# ТЕКСТ ДЛЯ ИЗУЧЕНИЯ

|---|

Европейская герилья. Партизанская война против НАТО в Европе — страница 17 из 87

Т.: Значит, у вас больше не было возможности слушать тюремное радио?

М.: В принципе, нет. Но меня перевели в камеру, где радио не было отключено. А у меня был один совсем маленький наушник, который я могла перед обыском прятать за умывальником. Я соединяла провода радио и могла слушать новости, которые иногда передавали.

Т.: Не боялась, что тебя могли поймать на этом?

М.: Наверное, могли, но я делала всё, чтобы не поймали. Я была очень осторожна, поскольку надзиратели всегда неожиданно распахивали двери, и я, конечно, не могла в это время находиться у стены с наушником в ухе. То есть слушать радио было очень затруднительно, но возможно. К тому же, тюремное радио чаще всего транслировало музыку и спорт, и я должна была выжидать немногочисленные выпуски новостей. Но тем не менее так я узнала о требованиях «Коммандо имени Зигфрида Хауснера».

Т.: Могла ли ты сообщать другим о том, что узнавала? У вас была связь друг с другом?

М.: Мы могли что-нибудь громко крикнуть друг другу – главным образом по ночам. Когда надзиратели прознали об этом, они стали прибивать к дверям матрацы из пенорезины. Кроме того, крик было трудно разобрать, поскольку он гулко раздавался в коридоре, после того как оттуда вынесли все вещи.

Т.: Были ещё какие-нибудь возможности для связи кроме случайных выкриков?

М.: Нет, к тому же к нам не приходили ни посетители, ни адвокаты, которые могли что-нибудь рассказать, никаких возможностей.

Т.: Раньше ведь среди заключённых существовала информационная система…

М.: Да, но она уже давно не действовала. Потом мы пытались добиться отмены «запрета на контакты» по крайней мере внутри, чтобы мы могли общаться между собой – но это было совершенно нереально. «Запрет на контакты» не удалось отменить даже через Федеральный конституционный суд. В первое время эта мера была ещё противозаконной, и были даже решения судей, в соответствии с которыми к нам должны были допускать адвокатов, но они просто игнорировались руководством тюрьмы [9].

Т.: И каким было твоё положение? Ты сидела одна в своей камере. Что ты делала целый день?

|---|

# ИСХОДНЫЕ ДАННЫЕ
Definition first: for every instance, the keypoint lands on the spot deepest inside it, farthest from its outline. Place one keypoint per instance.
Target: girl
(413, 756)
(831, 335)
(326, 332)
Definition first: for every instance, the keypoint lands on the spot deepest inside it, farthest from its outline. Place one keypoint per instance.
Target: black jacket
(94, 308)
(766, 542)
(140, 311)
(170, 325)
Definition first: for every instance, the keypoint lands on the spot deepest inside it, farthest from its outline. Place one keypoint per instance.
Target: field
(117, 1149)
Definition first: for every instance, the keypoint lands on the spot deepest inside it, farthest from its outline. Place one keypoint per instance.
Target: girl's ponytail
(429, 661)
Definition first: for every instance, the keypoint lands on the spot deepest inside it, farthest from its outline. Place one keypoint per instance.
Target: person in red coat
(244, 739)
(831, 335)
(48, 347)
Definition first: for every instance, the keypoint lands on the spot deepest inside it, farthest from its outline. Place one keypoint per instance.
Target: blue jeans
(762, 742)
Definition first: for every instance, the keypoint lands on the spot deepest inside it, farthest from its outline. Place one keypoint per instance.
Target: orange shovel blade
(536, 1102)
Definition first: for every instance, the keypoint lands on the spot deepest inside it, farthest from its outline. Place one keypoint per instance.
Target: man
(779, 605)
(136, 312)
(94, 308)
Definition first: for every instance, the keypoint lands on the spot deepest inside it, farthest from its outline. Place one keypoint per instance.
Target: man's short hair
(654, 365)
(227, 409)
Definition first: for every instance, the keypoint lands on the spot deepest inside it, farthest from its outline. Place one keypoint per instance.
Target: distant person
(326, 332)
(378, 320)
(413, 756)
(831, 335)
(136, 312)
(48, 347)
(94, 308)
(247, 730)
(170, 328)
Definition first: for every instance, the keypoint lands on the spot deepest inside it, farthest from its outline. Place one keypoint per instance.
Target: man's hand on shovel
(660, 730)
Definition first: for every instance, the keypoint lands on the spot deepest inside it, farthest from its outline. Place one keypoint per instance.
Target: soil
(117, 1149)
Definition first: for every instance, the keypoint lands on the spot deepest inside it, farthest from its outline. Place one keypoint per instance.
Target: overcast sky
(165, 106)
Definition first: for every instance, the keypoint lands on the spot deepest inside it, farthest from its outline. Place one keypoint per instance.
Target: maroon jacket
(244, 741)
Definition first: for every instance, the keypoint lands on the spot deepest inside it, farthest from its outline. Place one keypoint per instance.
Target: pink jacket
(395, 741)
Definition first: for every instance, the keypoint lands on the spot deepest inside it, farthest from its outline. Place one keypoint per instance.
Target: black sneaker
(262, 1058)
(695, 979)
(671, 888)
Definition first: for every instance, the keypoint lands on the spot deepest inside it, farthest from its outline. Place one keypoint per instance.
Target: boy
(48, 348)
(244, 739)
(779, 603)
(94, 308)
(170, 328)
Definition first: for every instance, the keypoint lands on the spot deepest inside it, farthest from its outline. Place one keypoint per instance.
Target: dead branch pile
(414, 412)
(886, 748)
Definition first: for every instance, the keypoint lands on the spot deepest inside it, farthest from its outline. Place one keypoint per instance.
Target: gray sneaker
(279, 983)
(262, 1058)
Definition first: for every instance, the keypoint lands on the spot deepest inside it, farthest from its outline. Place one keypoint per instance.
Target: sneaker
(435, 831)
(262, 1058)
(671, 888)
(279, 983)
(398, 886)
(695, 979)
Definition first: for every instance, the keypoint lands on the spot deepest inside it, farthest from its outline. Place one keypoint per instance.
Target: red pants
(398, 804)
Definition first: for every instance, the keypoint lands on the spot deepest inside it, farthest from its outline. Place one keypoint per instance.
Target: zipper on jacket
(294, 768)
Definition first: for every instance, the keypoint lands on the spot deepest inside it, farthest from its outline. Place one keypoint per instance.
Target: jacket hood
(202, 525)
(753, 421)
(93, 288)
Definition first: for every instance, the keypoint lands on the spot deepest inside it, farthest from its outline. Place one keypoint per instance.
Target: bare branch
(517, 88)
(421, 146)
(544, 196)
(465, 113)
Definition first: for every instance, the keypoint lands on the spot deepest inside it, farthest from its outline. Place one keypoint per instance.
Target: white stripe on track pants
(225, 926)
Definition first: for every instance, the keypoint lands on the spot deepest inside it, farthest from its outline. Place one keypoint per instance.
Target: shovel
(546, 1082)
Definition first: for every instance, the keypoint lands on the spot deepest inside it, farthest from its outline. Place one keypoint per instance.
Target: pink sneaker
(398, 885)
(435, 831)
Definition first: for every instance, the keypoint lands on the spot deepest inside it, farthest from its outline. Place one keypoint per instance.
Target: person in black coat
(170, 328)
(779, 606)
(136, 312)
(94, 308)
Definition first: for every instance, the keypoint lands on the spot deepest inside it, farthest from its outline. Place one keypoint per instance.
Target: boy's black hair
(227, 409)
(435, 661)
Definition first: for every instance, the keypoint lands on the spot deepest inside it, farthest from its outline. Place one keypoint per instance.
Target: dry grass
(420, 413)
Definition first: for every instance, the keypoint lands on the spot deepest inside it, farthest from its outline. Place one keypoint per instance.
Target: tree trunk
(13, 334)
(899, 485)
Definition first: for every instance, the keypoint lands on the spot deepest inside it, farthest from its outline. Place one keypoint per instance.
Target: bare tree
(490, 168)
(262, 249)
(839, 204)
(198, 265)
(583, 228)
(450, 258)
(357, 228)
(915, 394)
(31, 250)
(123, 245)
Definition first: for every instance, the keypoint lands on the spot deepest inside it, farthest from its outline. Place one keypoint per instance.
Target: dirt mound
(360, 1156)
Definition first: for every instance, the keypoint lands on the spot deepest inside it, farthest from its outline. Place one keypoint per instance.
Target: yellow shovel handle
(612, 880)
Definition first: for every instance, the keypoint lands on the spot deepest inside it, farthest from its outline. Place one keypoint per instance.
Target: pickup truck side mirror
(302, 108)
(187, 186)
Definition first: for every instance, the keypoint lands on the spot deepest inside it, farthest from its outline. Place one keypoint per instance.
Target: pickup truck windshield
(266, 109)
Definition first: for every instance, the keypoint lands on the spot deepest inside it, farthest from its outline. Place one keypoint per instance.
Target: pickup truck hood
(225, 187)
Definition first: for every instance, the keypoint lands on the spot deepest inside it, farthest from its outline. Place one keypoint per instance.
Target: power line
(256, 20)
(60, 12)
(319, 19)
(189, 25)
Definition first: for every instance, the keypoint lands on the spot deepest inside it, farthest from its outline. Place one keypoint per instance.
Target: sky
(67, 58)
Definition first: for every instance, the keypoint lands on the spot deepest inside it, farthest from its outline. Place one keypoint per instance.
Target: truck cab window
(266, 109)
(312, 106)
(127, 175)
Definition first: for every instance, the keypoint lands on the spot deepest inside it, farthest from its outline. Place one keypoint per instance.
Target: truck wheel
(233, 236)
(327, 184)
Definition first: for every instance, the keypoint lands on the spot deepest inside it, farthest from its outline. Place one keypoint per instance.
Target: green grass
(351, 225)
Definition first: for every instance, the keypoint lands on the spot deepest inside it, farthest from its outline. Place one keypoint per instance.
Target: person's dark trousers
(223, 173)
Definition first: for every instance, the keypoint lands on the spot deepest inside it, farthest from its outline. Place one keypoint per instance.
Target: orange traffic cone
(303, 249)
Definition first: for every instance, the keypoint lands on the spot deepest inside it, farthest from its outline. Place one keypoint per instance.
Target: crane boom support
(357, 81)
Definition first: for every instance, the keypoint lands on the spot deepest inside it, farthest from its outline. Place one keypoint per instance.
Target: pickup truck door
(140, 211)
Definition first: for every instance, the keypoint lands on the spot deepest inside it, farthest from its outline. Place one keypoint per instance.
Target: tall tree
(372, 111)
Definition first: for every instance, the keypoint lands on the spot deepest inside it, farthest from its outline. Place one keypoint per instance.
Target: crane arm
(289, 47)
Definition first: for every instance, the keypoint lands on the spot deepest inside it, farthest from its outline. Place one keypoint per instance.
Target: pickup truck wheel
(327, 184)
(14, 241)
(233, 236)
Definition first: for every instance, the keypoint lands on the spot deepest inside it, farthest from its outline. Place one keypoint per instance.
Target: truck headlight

|---|

# ЗАДАНИЯ
1. Объясните в одном–трех предложениях, почему, согласно тексту для изучения, слушать новости по тюремному радио было очень затруднительно.
2. Что, согласно тексту для изучения, надзиратели стали прибивать к дверям, узнав о выкриках заключенных?
3. Переведите на английский язык предложение из текста для изучения: "«Запрет на контакты» не удалось отменить даже через Федеральный конституционный суд."

# ОТВЕТЫ К ЗАДАНИЯМ
1. Надзиратели всегда неожиданно распахивали двери, поэтому нельзя было находиться у стены с наушником в ухе в такой момент. Кроме того, тюремное радио чаще всего транслировало музыку и спорт, и приходилось выжидать немногочисленные выпуски новостей.

2. Матрацы из пенорезины.

3. The "contact ban" could not be lifted even through the Federal Constitutional Court.